[begin Data extract]

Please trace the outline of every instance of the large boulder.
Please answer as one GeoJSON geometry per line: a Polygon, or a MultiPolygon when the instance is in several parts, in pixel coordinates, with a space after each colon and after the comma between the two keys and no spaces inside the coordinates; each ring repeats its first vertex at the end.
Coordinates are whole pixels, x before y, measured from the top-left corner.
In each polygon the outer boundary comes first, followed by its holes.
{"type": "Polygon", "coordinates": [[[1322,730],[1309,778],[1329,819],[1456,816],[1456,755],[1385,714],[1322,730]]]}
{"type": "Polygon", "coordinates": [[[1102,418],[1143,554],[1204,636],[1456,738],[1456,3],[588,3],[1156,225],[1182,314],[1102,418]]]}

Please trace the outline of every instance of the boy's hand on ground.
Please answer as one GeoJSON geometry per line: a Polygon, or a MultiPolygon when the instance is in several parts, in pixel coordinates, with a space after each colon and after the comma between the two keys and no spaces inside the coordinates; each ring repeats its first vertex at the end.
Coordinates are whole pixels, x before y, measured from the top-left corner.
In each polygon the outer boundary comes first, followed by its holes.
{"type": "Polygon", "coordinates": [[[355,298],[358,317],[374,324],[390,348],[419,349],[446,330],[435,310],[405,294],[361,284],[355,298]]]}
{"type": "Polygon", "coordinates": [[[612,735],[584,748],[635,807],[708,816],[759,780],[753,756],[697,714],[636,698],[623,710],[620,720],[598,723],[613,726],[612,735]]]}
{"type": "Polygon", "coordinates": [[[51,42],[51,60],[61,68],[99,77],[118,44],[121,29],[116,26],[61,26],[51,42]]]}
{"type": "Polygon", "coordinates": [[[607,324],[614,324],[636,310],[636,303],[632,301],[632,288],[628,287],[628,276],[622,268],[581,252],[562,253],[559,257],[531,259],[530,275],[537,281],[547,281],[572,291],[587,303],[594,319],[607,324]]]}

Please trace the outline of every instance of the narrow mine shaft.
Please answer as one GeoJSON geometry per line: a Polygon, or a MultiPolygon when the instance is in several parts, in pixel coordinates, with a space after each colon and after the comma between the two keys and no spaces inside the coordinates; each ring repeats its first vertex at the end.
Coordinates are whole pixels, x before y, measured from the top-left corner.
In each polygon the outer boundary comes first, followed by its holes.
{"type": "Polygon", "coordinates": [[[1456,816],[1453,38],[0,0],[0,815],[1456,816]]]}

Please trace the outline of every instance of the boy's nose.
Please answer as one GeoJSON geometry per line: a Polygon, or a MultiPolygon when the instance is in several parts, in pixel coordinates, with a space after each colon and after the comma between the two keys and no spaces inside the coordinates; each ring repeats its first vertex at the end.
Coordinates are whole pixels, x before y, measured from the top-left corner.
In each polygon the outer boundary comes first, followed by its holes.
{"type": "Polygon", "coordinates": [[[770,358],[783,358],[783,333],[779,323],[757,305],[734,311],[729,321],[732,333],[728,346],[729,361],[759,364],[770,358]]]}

[end Data extract]

» Exercise instructions
Copy every entry above word for word, keeping each line as it appears.

» Result
Please trace the outline of every instance of the large boulder.
Please answer as one GeoJSON geometry per line: a Polygon, or a MultiPolygon when the instance is in several parts, in pixel coordinates, with a space after each colon and after the comma between the two keys and no spaces inside the coordinates; each ring repeats its first vertex at the end.
Coordinates are whole pixels, x before y, measured from the top-left corner.
In each polygon the outer boundary comes first, followed by its holes.
{"type": "Polygon", "coordinates": [[[1322,730],[1309,778],[1329,819],[1456,816],[1456,755],[1385,714],[1322,730]]]}
{"type": "Polygon", "coordinates": [[[1102,418],[1143,554],[1204,636],[1456,738],[1456,3],[588,3],[1156,225],[1182,314],[1102,418]]]}

Please trace the outline of every instance of the boy's hand on ground.
Please answer as one GeoJSON geometry per line: a Polygon, or a MultiPolygon when the instance is in several parts, in pixel coordinates, with a space after each colon and after the comma between the two keys and no spaces inside the coordinates; each ring repeats its first vertex at the end.
Coordinates are whole pixels, x before y, measured from the top-left corner.
In each polygon the outer boundary comes first, followed by its holes.
{"type": "Polygon", "coordinates": [[[355,298],[358,317],[374,324],[390,348],[419,349],[446,330],[435,310],[405,294],[361,284],[355,298]]]}
{"type": "Polygon", "coordinates": [[[612,735],[584,748],[635,807],[708,816],[759,780],[753,756],[697,714],[636,698],[623,710],[620,720],[598,723],[613,726],[612,735]]]}
{"type": "Polygon", "coordinates": [[[51,42],[51,60],[61,68],[99,77],[118,44],[121,29],[116,26],[61,26],[51,42]]]}
{"type": "Polygon", "coordinates": [[[607,324],[614,324],[636,310],[636,303],[632,301],[632,288],[628,287],[628,276],[622,268],[581,252],[562,253],[559,257],[531,259],[530,275],[537,281],[547,281],[572,291],[587,303],[594,319],[607,324]]]}

Please trace the outline of every instance of the narrow mine shaft.
Please answer as one GeoJSON geometry per line: a Polygon, or a MultiPolygon when the instance is in several parts, in pixel coordinates, with a space after each colon and after the comma between the two keys and no spaces inside the coordinates; each ring repeats its first vertex at the end.
Coordinates are whole pixels, x before y, measured from the top-left corner.
In each polygon the outer boundary comes first, followed by its holes.
{"type": "Polygon", "coordinates": [[[1456,816],[1453,38],[0,0],[0,815],[1456,816]]]}

Please trace the outline of every instance of the boy's nose.
Please answer as one GeoJSON geometry per line: a Polygon, or a MultiPolygon when the instance is in several parts, in pixel coordinates, with a space after each colon and after the comma between the two keys and no spaces inside the coordinates; each ring repeats its first vertex at the end.
Coordinates are whole pixels, x before y, measured from the top-left corner.
In each polygon the outer boundary comes first, followed by its holes.
{"type": "Polygon", "coordinates": [[[770,358],[783,358],[783,333],[779,323],[757,305],[734,311],[729,321],[732,333],[728,346],[729,361],[759,364],[770,358]]]}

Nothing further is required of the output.